------ SELECTION ------

Dasip 2018 Keynote: Professor Simon Dobson

Head of School Simon Dobson will deliver a keynote at Dasip, the Conference on Design and Architectures for Signal and Image Processing in October in Porto. Dasip provides an international forum for innovation and developments in the field of embedded signal processing systems. Simon’s keynote will focus on making the transition from sensors to sensor systems software.

Abstract: Signal processing underpins everything we do with sensors. The physical limits of sensors, and the effects of their exposure to their environment, in turn constrain their accuracy, and therefore affect the trust we can place in sensor-driven systems. But this is a long pipeline, and it’s by no means clear how to trace from low-level errors and inaccuracies to their high-level consequences. In this talk I will try to tease-out some of the desiderata we might look for in such a pipeline, with a view to understanding how we can go about building sensor systems that deserve our trust.

An Academic’s Observations from a Sabbatical at Google

Professor Adam Barker is featured in this month’s Communications of the ACM Magazine (CACM) discussing his recent Visiting Faculty appointment at Google. The Viewpoints article summarises his experiences working in software engineering on the Borgmaster team, and some of the core lessons which can be brought back to academia.

Borg is Google’s cluster management framework, which runs hundreds of thousands of jobs, across a number of clusters each with up to tens of thousands of machines.

SRG Seminar: “Application of Bayesian Nonparametric in household human activity recognition” by Lei Fang

Abstract

In this talk, I will talk about the possibility of using Bayesian nonparametric clustering, or Dirichlet Process Mixture model to solve human activity recognition problem. In particular, I will discuss how the technique can be useful when the activity labels are not annotated and/or the activity evolves over the time. This initial study is built on an existing work on using directional statistical models (von Mises-Fisher) distribution, called Hierarchical Mixture of Conditional Independent von Mises Fisher distribution (HMCIvMFs), for unknown events detection and learning. Markov chain Monte Carlo sampling based learning algorithm will be presented together with some initial experiment results.

Event details

  • When: 12th April 2018 13:00 - 14:00
  • Where: Cole 1.33b
  • Series: Systems Seminars Series
  • Format: Seminar

SRG Seminar: “Introduction to Apache Mesos and the DataCenter Operating System” by Matt Jarvis

Abstract
Data processing paradigms are undergoing a paradigm shift as we move more and more towards real time processing. Emerging software models such as the SMACK stack are at the forefront of this change, focused on a pipeline processing model, but are also introducing new levels of operational complexity in running multiple complex distributed systems such as Spark, Kafka and Cassandra. In this talk, I’ll introduce both Apache Mesos and DC/OS as a solution to this growing problem, and describe the benefits are of running these new kinds of systems for emerging cloud native workloads.

------

Condense the news page's paragraph beginning "Head of School Simon Dobson will deliver" into a short bulleted list that keeps its main facts. The entries that follow are separate material and are unrelated to the news page.

------ STORED RECORDS ------

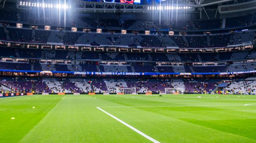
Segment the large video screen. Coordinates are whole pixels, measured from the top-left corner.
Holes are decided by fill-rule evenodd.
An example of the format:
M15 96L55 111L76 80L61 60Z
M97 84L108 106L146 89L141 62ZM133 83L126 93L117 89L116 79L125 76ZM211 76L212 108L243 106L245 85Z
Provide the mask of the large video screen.
M160 3L163 0L82 0L84 1L152 5Z

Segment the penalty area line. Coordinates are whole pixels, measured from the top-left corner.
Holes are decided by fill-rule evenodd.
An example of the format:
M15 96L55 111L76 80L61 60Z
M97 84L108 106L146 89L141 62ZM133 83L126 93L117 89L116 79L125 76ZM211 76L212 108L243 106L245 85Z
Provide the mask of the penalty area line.
M247 106L247 105L250 105L250 106L255 105L255 106L256 106L256 105L255 105L255 104L256 104L256 103L251 103L251 104L244 104L244 106Z
M184 106L109 106L101 107L104 108L136 108L136 107L218 107L218 106L244 106L251 105L256 106L256 103L249 104L244 105L184 105Z
M129 128L130 128L131 129L133 130L133 131L136 131L137 133L138 133L139 134L141 135L142 136L144 136L147 139L148 139L149 140L150 140L150 141L152 141L153 143L160 143L160 142L157 141L156 140L154 139L154 138L150 137L150 136L148 136L147 135L145 134L145 133L142 132L141 131L139 131L135 128L133 127L133 126L130 125L130 124L127 124L127 123L124 122L123 121L121 120L121 119L118 118L117 118L116 117L114 116L109 113L108 112L107 112L106 111L105 111L104 110L100 108L99 107L97 107L97 108L98 108L99 110L101 111L102 111L104 112L104 113L106 113L108 115L110 116L111 117L112 117L112 118L118 120L119 122L125 125L125 126L128 126Z

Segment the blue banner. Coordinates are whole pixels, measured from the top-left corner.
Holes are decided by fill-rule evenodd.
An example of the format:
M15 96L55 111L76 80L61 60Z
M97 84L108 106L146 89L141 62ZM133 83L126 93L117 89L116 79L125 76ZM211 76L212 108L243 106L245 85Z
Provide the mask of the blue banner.
M218 75L240 74L256 72L256 70L233 72L89 72L89 71L24 71L0 69L0 71L27 73L66 73L74 74L83 74L91 75L122 75L122 76L156 76L159 75Z

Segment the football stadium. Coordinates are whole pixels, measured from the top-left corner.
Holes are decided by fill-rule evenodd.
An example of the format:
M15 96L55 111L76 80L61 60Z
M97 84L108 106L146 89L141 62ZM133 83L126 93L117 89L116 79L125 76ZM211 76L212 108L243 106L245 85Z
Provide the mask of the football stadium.
M256 0L0 0L0 143L256 143Z

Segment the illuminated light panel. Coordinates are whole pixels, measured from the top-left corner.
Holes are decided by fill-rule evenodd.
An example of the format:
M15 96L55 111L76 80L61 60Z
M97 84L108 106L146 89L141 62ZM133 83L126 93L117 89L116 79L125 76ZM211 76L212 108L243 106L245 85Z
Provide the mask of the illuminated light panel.
M22 6L27 6L27 7L48 7L48 8L62 8L64 9L71 9L71 5L68 5L66 4L53 4L50 3L30 3L29 2L26 2L24 1L20 1L19 5ZM149 7L148 7L148 10L149 9ZM151 10L151 8L150 8Z

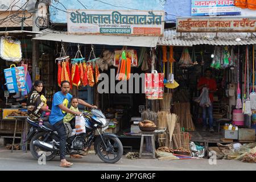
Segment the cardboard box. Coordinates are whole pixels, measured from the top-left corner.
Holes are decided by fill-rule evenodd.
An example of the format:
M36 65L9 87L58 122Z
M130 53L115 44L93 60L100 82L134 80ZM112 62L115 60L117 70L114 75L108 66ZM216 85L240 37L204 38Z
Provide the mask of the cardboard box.
M240 129L238 139L241 141L255 141L254 129Z
M224 130L224 138L234 140L238 139L238 130Z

------

--- FULL OUTPUT ---
- Head of School Simon Dobson will give a keynote at Dasip in Porto in October.
- Dasip is the Conference on Design and Architectures for Signal and Image Processing. It is an international forum for innovation and developments in embedded signal processing systems.
- The keynote will focus on the transition from sensors to sensor systems software.